* **BRIEF A**
Using the reflection on numbering days, explain why the writer sees a melancholy symmetry in the situation of the writer's father.

* **SOURCE DOCUMENT**
————
December 31, 2015

Tomorrow is Day 17, 639

Quick, what day of the year is it?! Easy, right?  And easy tomorrow if I ask the same question.  Indeed for the next 31 or so days – all of January – it will be easy.  By February, however, some of us (most of us) will have to pause and add it up.  And 2016 is a leap year too, so the same question by March or April will be akin to asking me an algebra equation.

Quick, what day of your life is it?  How many days down?  That’s a harder one.  For me it’s 17, 638.

How many days to go in your life?  Will you make the next 365/366?  Will I make 18, 000 days?  For me that’s another 362 days away, just after Christmas 2016.

Today, the last day of 2015, I am going in to visit my father in his dementia ward.  I will be telling him that as of five days ago, he is the last surviving sibling of his family. Dad’s brother Joe died in Belfast this past week, taken out by a heady cocktail of alcohol and Alzheimers.

Dad is the last of the six siblings that survived into adulthood. Another 7 didn’t, including a set of twins and one twin of another set, who all were still born or died soon after birth. It’s a wonder his mother survived all of that herself.  Dad is also the youngest of his siblings, so there is a melancholy symmetry to it all; last to arrive, and now, last to go.

Last to arrive, last to go.  That’s not only a melancholy symmetry, it’s actually one we all hope to emulate.  There’s something comforting about those predictable figures.  That’s the way it should be.

But how often it is not.  How often death takes people in an untimely fashion. Haphazard even in the midst of the tried and true pattern of ageing and dying. There’s nothing sequential about it at all really, as if the exception proves the rule.  The rule has been broken and cuts across not just sibling relationships, but mother/daughter, father/son, husband/wife boundaries.  Grief sidles up to us when we least expect it.

Psalm 90:12 says “Teach us to number our days, that we might have wise hearts.”

As one year ends and another begins we resolve, set ourselves resolutions, establish or re-establish patterns.  For many of us the idea of living better, of living wisely, or more fruitfully in 2016 is high on the agenda.  We’re going to train ourselves to be better.

This verse makes us pause for a moment, however. The wise heart we seek is not something that emanates from within.  There’s a process involved, and it begins with something external – “Teach us“.
————
* **BRIEF B**
Please recast the listing as a numbered list, starting with its first line and going on through the line that contains "Query: <item>blue surgical mask</item>", with both ends included. Leave out blank lines and the pictures.
————
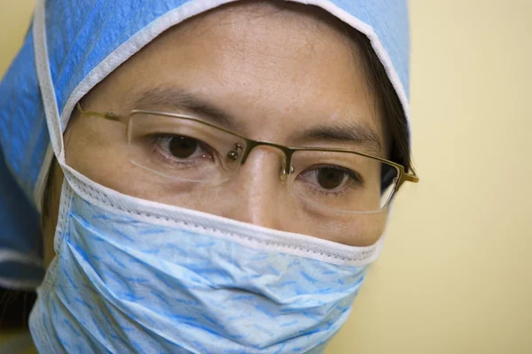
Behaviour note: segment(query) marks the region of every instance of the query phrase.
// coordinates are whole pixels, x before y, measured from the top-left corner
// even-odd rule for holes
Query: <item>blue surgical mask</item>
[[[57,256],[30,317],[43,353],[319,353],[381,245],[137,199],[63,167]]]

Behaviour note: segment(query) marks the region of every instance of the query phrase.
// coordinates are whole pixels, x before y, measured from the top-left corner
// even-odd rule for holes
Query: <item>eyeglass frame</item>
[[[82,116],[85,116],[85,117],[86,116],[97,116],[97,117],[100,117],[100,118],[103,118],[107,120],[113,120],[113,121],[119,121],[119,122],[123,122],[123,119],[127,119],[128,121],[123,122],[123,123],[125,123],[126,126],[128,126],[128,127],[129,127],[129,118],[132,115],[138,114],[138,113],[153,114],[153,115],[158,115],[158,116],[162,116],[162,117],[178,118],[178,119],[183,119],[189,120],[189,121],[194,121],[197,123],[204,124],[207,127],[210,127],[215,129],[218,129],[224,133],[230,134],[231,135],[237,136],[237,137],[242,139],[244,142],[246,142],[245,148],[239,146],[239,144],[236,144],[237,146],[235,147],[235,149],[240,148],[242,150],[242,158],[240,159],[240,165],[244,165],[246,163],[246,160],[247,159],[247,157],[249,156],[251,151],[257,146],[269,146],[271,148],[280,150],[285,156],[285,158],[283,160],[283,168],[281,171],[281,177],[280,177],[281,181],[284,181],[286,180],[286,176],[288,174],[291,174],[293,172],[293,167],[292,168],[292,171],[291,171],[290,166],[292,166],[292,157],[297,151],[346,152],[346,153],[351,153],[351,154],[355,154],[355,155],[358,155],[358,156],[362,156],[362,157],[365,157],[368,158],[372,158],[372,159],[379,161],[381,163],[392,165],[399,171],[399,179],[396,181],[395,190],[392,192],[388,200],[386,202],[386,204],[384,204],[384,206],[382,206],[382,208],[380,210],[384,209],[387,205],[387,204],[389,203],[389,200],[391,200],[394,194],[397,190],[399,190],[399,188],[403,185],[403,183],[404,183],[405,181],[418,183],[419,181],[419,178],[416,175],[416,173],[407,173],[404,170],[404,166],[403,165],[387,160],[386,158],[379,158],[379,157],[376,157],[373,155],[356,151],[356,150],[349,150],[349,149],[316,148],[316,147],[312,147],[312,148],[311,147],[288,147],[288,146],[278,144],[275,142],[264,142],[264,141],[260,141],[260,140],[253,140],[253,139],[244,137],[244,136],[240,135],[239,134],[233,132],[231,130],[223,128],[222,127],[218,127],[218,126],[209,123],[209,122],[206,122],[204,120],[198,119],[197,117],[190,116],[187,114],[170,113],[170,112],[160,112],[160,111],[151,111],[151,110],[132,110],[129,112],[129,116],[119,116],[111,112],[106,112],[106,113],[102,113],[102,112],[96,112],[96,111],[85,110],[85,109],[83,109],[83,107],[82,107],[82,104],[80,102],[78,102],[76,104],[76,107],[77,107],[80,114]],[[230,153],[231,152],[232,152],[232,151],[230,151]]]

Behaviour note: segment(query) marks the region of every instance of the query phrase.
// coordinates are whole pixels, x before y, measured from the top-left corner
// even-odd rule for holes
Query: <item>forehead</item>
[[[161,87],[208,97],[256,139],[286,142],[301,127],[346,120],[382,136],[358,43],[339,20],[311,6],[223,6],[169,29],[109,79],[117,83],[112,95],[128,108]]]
————
* **TASK ANSWER A**
The father is the youngest of his siblings. Since his brother Joe's death, he is also the last surviving one of the six who reached adulthood, so he was last to arrive and is now last to go.

* **TASK ANSWER B**
1. Behaviour note: segment(query) marks the region of every instance of the query phrase.
2. // coordinates are whole pixels, x before y, measured from the top-left corner
3. // even-odd rule for holes
4. Query: <item>blue surgical mask</item>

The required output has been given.